Can you copy the lines below word for word, leaving out the pictures?

^^^^^^^^

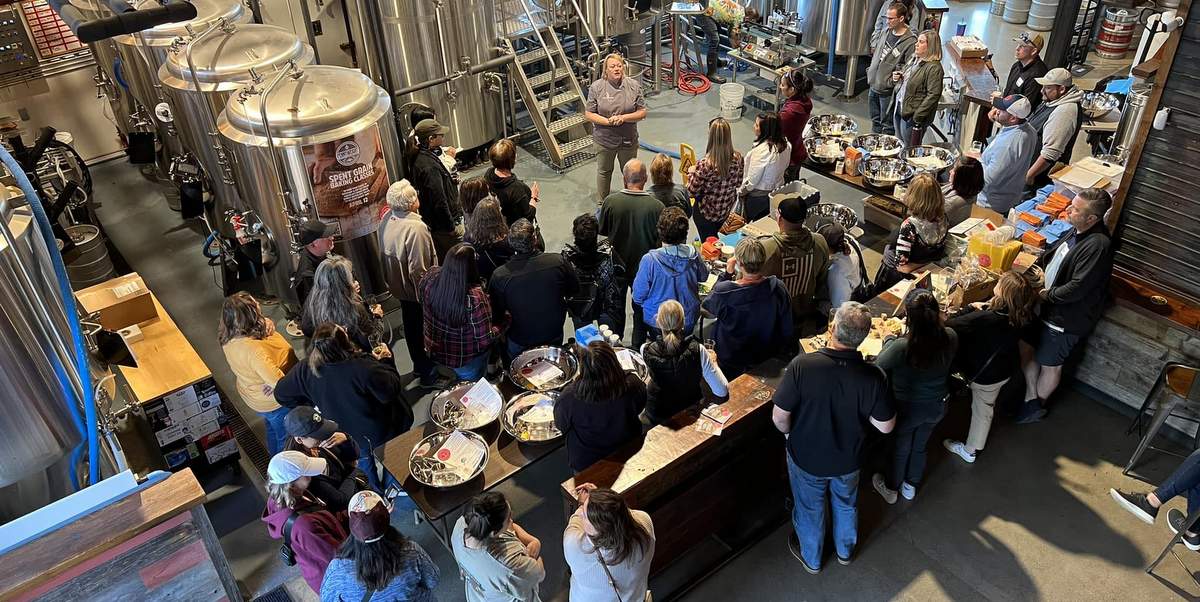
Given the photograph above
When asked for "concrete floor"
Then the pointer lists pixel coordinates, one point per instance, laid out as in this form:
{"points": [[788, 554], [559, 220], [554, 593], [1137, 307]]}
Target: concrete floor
{"points": [[1030, 519]]}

^^^^^^^^

[TASK ANSWER]
Given the photograph above
When asked for "concrete floor"
Then the pointer lists pixel coordinates, one point per instance, laid out as in this form:
{"points": [[788, 554], [559, 220], [554, 593], [1137, 307]]}
Target: concrete floor
{"points": [[1030, 519]]}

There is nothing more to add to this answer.